==== Document passage ====

Some of the most promising experimental cancer therapies have been exploiting immunogenic cell death, a means of heightening the immune system’s ability to attack tumors. To date, immunogenic cell death has been induced by means of apoptosis, a kind of programmed cell death. Meanwhile, another cell death mechanism, necroptosis, has remained relatively unexplored. But now that a new study has shown that necroptotic cancer cells can serve as an anticancer vaccine, the necroptosis path may become increasingly familiar.

That’s the hope of researchers based at the University of Ghent. They assert, on the basis of experiments with necroptotic cancer cells, that necroptosis, like apoptosis, can be highly immunogenic. They add that their findings could open novel perspectives for the use of necroptosis as a part of cancer immunotherapy.

The findings appeared March 31 in the journal Cell Reports, in an article entitled, “Vaccination with Necroptotic Cancer Cells Induces Efficient Anti-tumor Immunity.” This article notes that tumors are often resistant to apoptosis. Accordingly, it is important to identify alternative molecular mechanisms that elicit immunogenic cell death. And so the researchers developed a genetic model that could promote necroptosis. In this model, direct dimerization of the Fas-associated death domain protein, FADD, was combined with inducible expression of RIPK3.

====

- Activity 1 -
Rewrite the passage on necroptosis in cancer therapy. Begin at "That’s the hope", stop after "of cancer immunotherapy.", and change "University of Ghent" to "Ghent University".
- Activity 2 -
Answer these questions about the necroptosis passage:
(a) On what date did the findings appear in Cell Reports?
(b) According to the article, what are tumors often resistant to?
(c) In the genetic model, which protein's expression was made inducible?
- Activity 3 -
Extend the passage on necroptotic cancer cells as an anticancer vaccine, picking up after its final sentence.
The material isn't needed for any of this.

==== Recorded information ====

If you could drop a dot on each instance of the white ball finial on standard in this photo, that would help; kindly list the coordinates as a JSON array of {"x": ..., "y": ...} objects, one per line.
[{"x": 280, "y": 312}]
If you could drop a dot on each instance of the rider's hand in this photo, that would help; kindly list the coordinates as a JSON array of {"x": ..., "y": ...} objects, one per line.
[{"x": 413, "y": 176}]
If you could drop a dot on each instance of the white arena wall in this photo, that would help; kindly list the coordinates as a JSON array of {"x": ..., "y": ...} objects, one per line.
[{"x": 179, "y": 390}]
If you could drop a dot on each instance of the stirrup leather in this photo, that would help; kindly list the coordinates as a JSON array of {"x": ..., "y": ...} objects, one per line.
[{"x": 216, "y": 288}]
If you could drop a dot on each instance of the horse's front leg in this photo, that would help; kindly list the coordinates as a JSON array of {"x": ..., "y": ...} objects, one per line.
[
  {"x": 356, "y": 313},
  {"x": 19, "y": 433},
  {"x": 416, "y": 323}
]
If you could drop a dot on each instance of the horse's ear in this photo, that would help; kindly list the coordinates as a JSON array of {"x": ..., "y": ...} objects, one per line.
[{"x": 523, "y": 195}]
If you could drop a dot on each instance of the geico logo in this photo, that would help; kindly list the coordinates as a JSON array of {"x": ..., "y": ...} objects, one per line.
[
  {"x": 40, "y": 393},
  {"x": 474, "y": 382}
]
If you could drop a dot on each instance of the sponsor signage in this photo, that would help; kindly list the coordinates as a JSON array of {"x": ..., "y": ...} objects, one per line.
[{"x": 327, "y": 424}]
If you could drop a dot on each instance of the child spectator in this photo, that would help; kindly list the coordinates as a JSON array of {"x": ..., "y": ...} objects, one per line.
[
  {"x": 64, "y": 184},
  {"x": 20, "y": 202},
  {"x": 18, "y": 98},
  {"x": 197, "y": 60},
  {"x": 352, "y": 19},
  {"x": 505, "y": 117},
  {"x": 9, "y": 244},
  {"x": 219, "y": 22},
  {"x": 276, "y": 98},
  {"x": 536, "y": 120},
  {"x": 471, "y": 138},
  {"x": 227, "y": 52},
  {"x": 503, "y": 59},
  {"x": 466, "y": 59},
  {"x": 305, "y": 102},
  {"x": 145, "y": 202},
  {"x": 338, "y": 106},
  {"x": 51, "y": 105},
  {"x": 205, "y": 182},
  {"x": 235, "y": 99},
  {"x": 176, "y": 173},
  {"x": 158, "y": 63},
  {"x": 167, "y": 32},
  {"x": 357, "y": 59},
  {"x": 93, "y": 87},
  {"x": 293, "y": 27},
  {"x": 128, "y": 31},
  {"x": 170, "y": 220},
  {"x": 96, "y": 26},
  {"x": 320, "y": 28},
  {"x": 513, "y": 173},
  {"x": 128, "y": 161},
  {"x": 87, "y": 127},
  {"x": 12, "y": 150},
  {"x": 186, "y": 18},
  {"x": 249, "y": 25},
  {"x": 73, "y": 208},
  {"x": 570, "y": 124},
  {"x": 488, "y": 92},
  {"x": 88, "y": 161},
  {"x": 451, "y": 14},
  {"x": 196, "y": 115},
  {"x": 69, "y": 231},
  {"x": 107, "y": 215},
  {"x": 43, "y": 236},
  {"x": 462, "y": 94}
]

====

- Written answer 1 -
That’s the hope of researchers based at the Ghent University. They assert, on the basis of experiments with necroptotic cancer cells, that necroptosis, like apoptosis, can be highly immunogenic. They add that their findings could open novel perspectives for the use of necroptosis as a part of cancer immunotherapy.

- Written answer 2 -
(a) March 31
(b) Apoptosis
(c) RIPK3

- Written answer 3 -
“We report that necroptotic cancer cells release damage-associated molecular patterns and promote maturation of dendritic cells, the cross-priming of cytotoxic T cells, and the production of IFN-γ in response to tumor antigen stimulation,” wrote the authors. “Using both FADD-dependent and FADD-independent RIPK3 induction systems, we demonstrate the efficient vaccination potential of immunogenic necroptotic cells.”

Every second, one million cells die by programmed cell death in a healthy human body. Immune cells efficiently clear the body from these dying cells without eliciting an inflammatory response. Elimination of cancer cells by induction of cell death is also one of the main goals in anticancer therapy, resulting in the reduction of tumor mass. In the past decade, a number of anticancer drugs have been described to not only kill the cancer cells, but also to elicit an immune response in the patient—a phenomenon referred to as immunogenic cell death.

To date, this type of immunogenic cell death has been described only for programmed cell death elicited by a number of cancer drugs. At the University of Ghent, Ph.D. student Tania Løve Aaes and Dr. Dmitri V. Krysko, under the guidance of Prof. Dr. Peter Vandenabeele, show that another type of regulated cell death program termed necroptosis is also highly immunogenic.

“In our research, we developed a system that can elicit necroptosis in cancer cells,” explained Ases. “We administered these killed cancer cells in mice and found that they have a clear protective effect against tumour growth. We are now studying the findings in other relevant tumor models.”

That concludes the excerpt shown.